**STATED PROBLEM**
Copy out the material below with every "bounding box" swapped for "rectangle", changing nothing else. Leave the pictures out of your copy.

**DATA SHOWN**
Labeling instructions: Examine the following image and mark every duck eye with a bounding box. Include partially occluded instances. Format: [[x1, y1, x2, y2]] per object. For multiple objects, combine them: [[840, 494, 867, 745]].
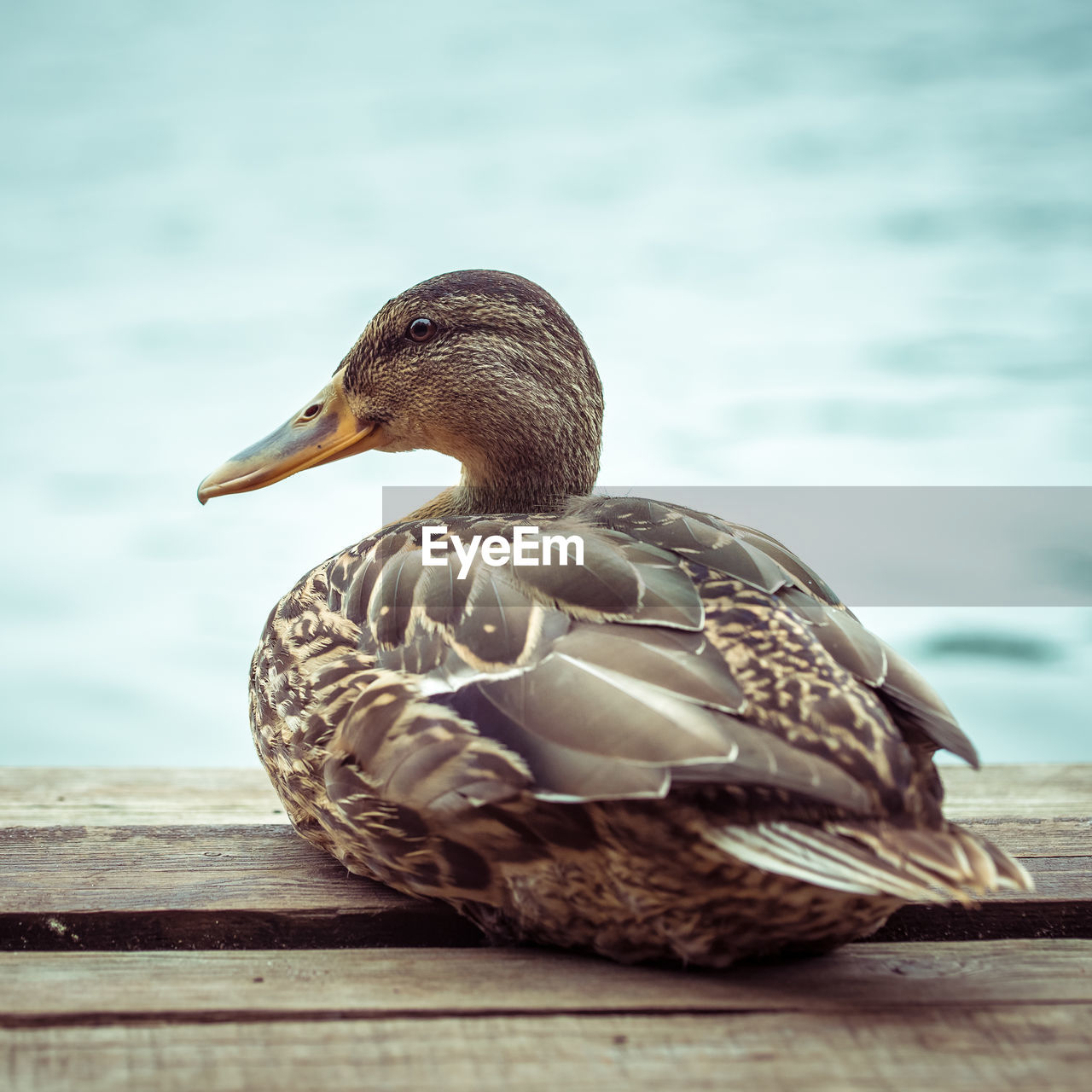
[[406, 319, 436, 342]]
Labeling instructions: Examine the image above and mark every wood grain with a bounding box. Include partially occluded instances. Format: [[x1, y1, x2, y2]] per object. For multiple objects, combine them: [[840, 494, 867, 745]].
[[0, 764, 1092, 821], [0, 1005, 1092, 1092], [0, 759, 288, 827], [0, 940, 1092, 1026]]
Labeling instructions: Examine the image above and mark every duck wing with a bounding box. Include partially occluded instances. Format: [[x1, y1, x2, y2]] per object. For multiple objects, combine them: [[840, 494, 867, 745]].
[[268, 498, 1018, 897]]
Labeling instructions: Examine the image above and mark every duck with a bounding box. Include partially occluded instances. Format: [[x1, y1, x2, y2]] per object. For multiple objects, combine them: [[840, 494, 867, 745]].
[[198, 270, 1032, 967]]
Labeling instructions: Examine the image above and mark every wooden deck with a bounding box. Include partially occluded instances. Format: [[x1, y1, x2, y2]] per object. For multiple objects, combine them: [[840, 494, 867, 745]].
[[0, 765, 1092, 1092]]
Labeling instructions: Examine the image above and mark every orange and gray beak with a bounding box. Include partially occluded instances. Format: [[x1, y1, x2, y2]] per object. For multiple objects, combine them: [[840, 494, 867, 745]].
[[198, 372, 385, 504]]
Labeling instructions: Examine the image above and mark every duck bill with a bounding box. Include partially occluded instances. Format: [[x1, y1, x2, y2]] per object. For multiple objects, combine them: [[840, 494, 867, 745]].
[[198, 375, 383, 504]]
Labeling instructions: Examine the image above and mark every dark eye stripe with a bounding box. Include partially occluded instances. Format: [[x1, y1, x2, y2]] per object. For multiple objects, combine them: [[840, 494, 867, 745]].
[[406, 319, 436, 342]]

**SOLUTION**
Labeling instructions: Examine the following image and mark every duck eye with a rectangle. Include partially occluded instances. Format: [[x1, y1, x2, y2]] per object. For multiple objects, combine them: [[840, 494, 867, 745]].
[[406, 319, 436, 342]]
Labeling instructions: Examine the image above and mark every wood grain with a rectangle. Include partially occluded instances. Format: [[x1, y1, x2, y2]] per object. For multiple objects, combine them: [[840, 494, 867, 745]].
[[0, 764, 1092, 821], [0, 1005, 1092, 1092], [0, 759, 288, 827], [0, 940, 1092, 1026]]
Labeling instructions: Examine the image above and mark every duck wing with a rectangle. Include partially occluded instances. Format: [[x1, y1, x2, y2]] per object. For multiple objects, combine them: [[840, 494, 867, 745]].
[[268, 498, 1018, 897]]
Labeling instructions: Examine the image above and mark every duck with a rectangle. Include partially occluded instances. Format: [[x1, y1, x2, y2]] per object. For multiple objects, combine them: [[840, 494, 867, 745]].
[[198, 270, 1032, 967]]
Labeling instructions: Examine the image above and mark every wooden deck with a rectangle. Include partially occluded instances. Format: [[x1, y1, x2, y2]] per object. For multiple objects, combine them: [[840, 494, 867, 745]].
[[0, 765, 1092, 1092]]
Labeling instructions: Examine the image above and mark every orange and gray beak with a rectangle. Include partially occluded instances. Format: [[x1, y1, x2, y2]] per object. For multiple objects, combine them: [[840, 494, 867, 745]].
[[198, 372, 385, 504]]
Labeling instructions: Examine the image above and mark every duck bill with a rectangle. Include partially occluded instances. Format: [[x1, y1, x2, y2]] per object. For multiple objects, combine them: [[840, 494, 867, 745]].
[[198, 375, 383, 504]]
Labeling instructions: Examine the image above and mark every dark eye stripe with a rectangle. Include partially occluded instances. Format: [[x1, y1, x2, y2]] per object. For multiple objects, combine them: [[840, 494, 867, 745]].
[[406, 319, 436, 342]]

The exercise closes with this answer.